**Text extract**
○ ○ ○ ○ ○

'Devastating' fake cladding inspection scams fleece leaseholders out of thousands

26 August 2020, 23:00

Scammers are taking advantage of confusion over cladding
Scammers are taking advantage of confusion over cladding. Picture: PA

By Maddie Goodfellow

Scammers have stolen thousands of pounds from leaseholders after "taking advantage of panic and desperation over cladding regulations" with fake inspection forms.

Confusion over cladding regulation is being exploited by fraudsters who are faking the inspection forms amid concerns over fire safety.

Gareth Shaw from Which? told Tom Swarbrick on LBC that as we have seen with this, "scammers are always going to take advantage of vulnerable people."

He said that they have seen at least one firm issuing fake External Wall Fire Review (EWS1) forms to several high rise buildings across the country.

The forged forms, which are used to confirm whether a building contains materials that carry an increased fire risk, could have been used to contract out thousands of pounds of work based on incorrect assessments, Which? has warned.

The crisis has its roots in the aftermath of the Grenfell Tower fire, and the realisation that thousands of buildings had a similar, dangerous cladding.

Gareth continued: "The worst thing is we are talking about a desperate group of people who brought their property in good faith and found that they are potentially on the hook to lose thousands of pounds to cover the cost of the cladding otherwise it renders their home worthless.

"Leaseholders are being duped into spending thousands on these forms. We have seen evidence that at least one firm has issued fake forms to several apartment buildings across the country.

"It could be anywhere from £5000 to £20,000 that gets taken. One in Cardiff was quoting £100,000 just for the survey.

"This form is a way of them trying to cover some of that cost and for them to be duped out of thousands of pounds for something that doesn't exist, that is such a blow for them."

○ ○ ○ ○ ○

**Directives**
**A)** Reproduce the passage of the cladding scam article starting with "Gareth Shaw from" and going on through "rise buildings across the country.".
**B)** According to the cladding scam article, what are the forged forms used to confirm?

○ ○ ○ ○ ○

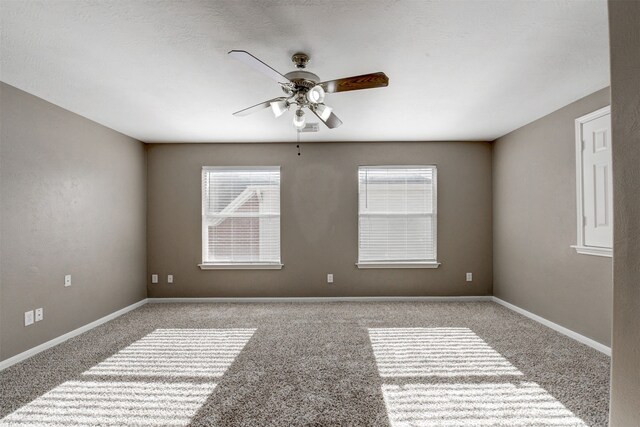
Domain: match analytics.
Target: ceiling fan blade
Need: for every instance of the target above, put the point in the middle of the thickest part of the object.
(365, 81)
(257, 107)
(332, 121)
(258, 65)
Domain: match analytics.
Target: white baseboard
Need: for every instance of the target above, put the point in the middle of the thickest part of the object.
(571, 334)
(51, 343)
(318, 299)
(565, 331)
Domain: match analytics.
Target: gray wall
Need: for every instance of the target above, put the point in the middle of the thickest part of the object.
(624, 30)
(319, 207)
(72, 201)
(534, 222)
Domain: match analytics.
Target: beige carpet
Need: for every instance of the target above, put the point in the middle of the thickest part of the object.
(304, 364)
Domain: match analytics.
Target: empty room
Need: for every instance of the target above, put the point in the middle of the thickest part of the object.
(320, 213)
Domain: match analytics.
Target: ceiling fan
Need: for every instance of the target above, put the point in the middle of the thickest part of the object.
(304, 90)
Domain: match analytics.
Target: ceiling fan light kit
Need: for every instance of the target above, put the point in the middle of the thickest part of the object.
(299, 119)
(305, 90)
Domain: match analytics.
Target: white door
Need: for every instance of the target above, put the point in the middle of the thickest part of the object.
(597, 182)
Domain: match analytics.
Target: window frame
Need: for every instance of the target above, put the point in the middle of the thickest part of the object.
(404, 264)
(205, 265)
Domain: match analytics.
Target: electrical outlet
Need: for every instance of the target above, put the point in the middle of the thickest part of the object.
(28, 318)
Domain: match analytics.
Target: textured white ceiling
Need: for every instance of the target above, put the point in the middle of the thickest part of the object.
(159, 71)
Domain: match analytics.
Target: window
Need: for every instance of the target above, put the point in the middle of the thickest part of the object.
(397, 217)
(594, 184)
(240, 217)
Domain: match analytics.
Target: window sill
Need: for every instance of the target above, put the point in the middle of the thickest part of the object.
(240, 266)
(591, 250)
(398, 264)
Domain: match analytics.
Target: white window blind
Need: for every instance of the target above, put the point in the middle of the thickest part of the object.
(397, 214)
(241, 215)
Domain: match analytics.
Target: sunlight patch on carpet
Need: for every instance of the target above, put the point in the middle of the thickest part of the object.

○ ○ ○ ○ ○

**Exercise results**
**A)**
Gareth Shaw from Which? told Tom Swarbrick on LBC that as we have seen with this, "scammers are always going to take advantage of vulnerable people."

He said that they have seen at least one firm issuing fake External Wall Fire Review (EWS1) forms to several high rise buildings across the country.

**B)** Whether a building contains materials that carry an increased fire risk.